Activity list –
(1) In the essay on Antrim's story about Billy, how far apart were Billy's two series of treatment?
(2) Carry on the essay on Antrim's story about Billy, starting right after its final sentence.

Document extract –
+ + + + + + +
A little reading (here) tells me that electric shock therapy, while quite therapeutic in the short term, wears off. Then it must be done again; as Billy tells us, he’d had two series, about eight months apart. Now it is even later, a year after the last treatment.

It does not actually bode well for Billy that he cannot bring himself to say the actual words — electric shock therapy — that we must deduce the treatment from his description of the treatment. That the patient forgets the incident of the treatment itself meshes with his not using the word; that he might be near needing a re-up is something we might also deduce, but which he doesn’t mention. What he does mention in that first paragraph is that he had been looking for a box of ammo.

The entire story is so masterfully told that I couldn’t put it down. We learn that Billy has not slept the night before, that he’d been drinking “his mother’s drink,” and that he’d been going through the paintings his lover had left behind, that he’d called her, and she was alarmed at his drinking. Shortly into the story, we learn that he also has weed and Ativan in the glove compartment.

Here I must digress. Anyone who has had a friend or relative in Billy’s state learns pretty quickly that the emperor has no clothes. The mental health system, though well-meaning and vast, has an incomplete understanding of psychotic illness, is hampered by well-intentioned laws, and has, due to its lack of knowledge about the brain, only the most blunt of therapies to treat the sick. Patients find their own methods of comfort. It is not unusual for patients to mightily complicate their illness with alcohol and drugs of their own choosing.

So — what about that box of ammo? Most of us are very uncomfortable with the severely mentally ill; we are fearful. What is unusual about this story is Antrim’s vision. In a different kind of story, with a different sort of author, the mentally ill man looking for a box of ammo would lead to terror. The surprise of this story is the compassion with which Antrim imagines Billy and the journey he actually takes.

Billy, despite his gun, his ax and his saw, commits no horrific crime, unleashes no terror. Instead, his hallucinations lead him to an act of compassion — one which most of us wish we could perform.
+ + + + + + +
Record excerpts –
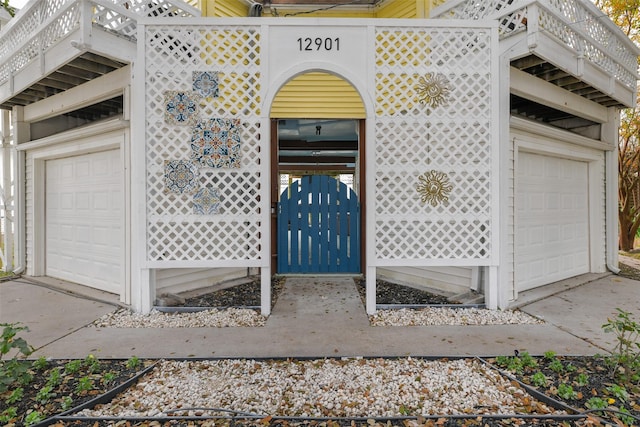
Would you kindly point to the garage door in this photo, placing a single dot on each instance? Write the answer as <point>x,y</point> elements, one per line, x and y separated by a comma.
+ + + + + + +
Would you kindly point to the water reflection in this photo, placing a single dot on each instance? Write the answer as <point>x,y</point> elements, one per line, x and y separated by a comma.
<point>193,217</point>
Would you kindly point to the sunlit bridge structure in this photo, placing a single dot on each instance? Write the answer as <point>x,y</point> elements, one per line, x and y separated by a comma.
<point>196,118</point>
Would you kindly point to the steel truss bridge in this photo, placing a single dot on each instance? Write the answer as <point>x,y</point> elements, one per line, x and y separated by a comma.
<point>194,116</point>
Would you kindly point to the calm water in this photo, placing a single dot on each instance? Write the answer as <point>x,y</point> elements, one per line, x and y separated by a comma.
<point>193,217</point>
+ + + + + + +
Answers to the exercises –
(1) About eight months apart.

(2)
Most likely, he actually does nothing but have a hallucination, although the storytelling is so deft that his experience seems as if it is real. It is as if Billy is lured into hallucination by an intense desire to “save” something (although Antrim never uses such a clumsy word) — and that is what the hallucination accomplishes.  He does some good.

Any of us who have lived through a long death with a parent remembers the suffering we could not alleviate. It’s enough to drive you crazy, especially if there’s one death after another. Billy’s name reminds me of that childlike, helpless state, where nothing you do is enough to reach the parent who used to be — before the pain set in. Billy’s name also suggests to me the possibility he had not really made the leap to adulthood, had not really separated — his drinking “his mother’s drink” the biggest clue. Billy’s name also reminds me of Billy Budd, Melville’s mysteriously self-sacrificing sailor, though I don’t know quite what to do with that.

This story is magnificent: it captures the dislocation of grief, and it captures the yearning that must accompany psychosis. And it captures the desperation that would lead a person to consent to electro-shock therapy. In this story, shock therapy is the story, is the emerald light in the air. It is as if the story itself is the collapse and recovery surrounding the treatment, perhaps the delirium that can occupy the patient for the hour or so following the seizure. The story telling is deft; the slights of hand between reality and hallucination are fascinating. But the real magnificence is the compassion Antrim shows for Billy.

Billy’s girlfriend Julia is a painter; she says of her work:

I’m searching for something that isn’t quite there.

You could say that of psychosis; you could say that of Billy.